**Seitenauszug**
******

Kunst war für Barlach »eine Sache allertiefster Menschlichkeit«! Bekannt wurde der vielseitig begabte Künstler vor allem durch seine ausdrucksstarken Holzskulpturen. Man meint, den »Singenden Mann« zu hören, man spürt die Kälte des »Frierenden Mädchens« und fühlt die Not der »Verhüllten Bettlerin«. Und welch elementare Kraft steckt in der Holzskulptur »Der Rächer«; mit größter Entschlossenheit und Wut stürmt er nach vorn. Zu bewundern sind Barlachs Arbeiten: Holzskulpturen, Graphiken, Zeichnungen, Taschenbücher; auch literarisch anspruchsvolle Briefe, Prosawerke und Dramen stammen von ihm.
Im Dresdener Albertinum gibt es eine sehenswerte, wohl bisher einmalige Barlach-Retrospektive. Begleitet wird sie durch einen hervorragend gestalteten, umfangreichen Katalog »Ernst Barlach … was wird bis Übermorgen gelten?« (48 Euro).

******

**Datenauszug**
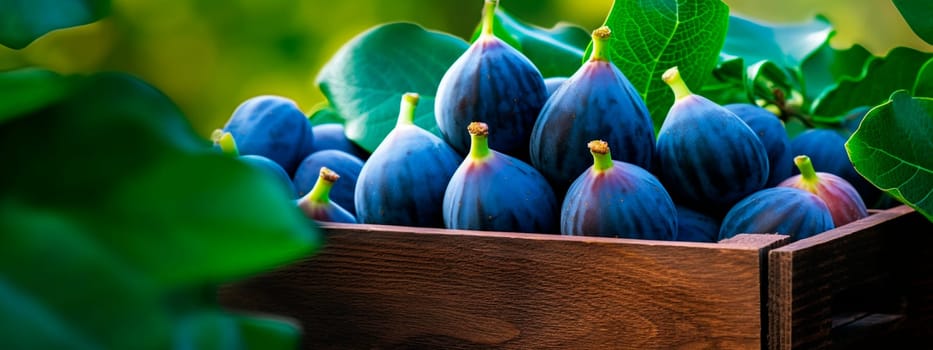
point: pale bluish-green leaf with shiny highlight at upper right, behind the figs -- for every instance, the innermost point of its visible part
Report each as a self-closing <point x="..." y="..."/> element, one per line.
<point x="787" y="45"/>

******

**Verständnisfragen**
1. Beantworten Sie zum Text über Barlach folgende Fragen:
(a) Wodurch wurde Barlach vor allem bekannt?
(b) Wo ist die Barlach-Retrospektive zu sehen?
(c) Welchen Preis nennt der Text für den Katalog?
2. Geben Sie aus dem Text über Barlach alles von „Kunst war für“ bis hinunter zu „stammen von ihm.“ wortgetreu wieder.

**Antworten**
1.
(a) Durch seine ausdrucksstarken Holzskulpturen.
(b) Im Dresdener Albertinum.
(c) 48 Euro.

2.
Kunst war für Barlach »eine Sache allertiefster Menschlichkeit«! Bekannt wurde der vielseitig begabte Künstler vor allem durch seine ausdrucksstarken Holzskulpturen. Man meint, den »Singenden Mann« zu hören, man spürt die Kälte des »Frierenden Mädchens« und fühlt die Not der »Verhüllten Bettlerin«. Und welch elementare Kraft steckt in der Holzskulptur »Der Rächer«; mit größter Entschlossenheit und Wut stürmt er nach vorn. Zu bewundern sind Barlachs Arbeiten: Holzskulpturen, Graphiken, Zeichnungen, Taschenbücher; auch literarisch anspruchsvolle Briefe, Prosawerke und Dramen stammen von ihm.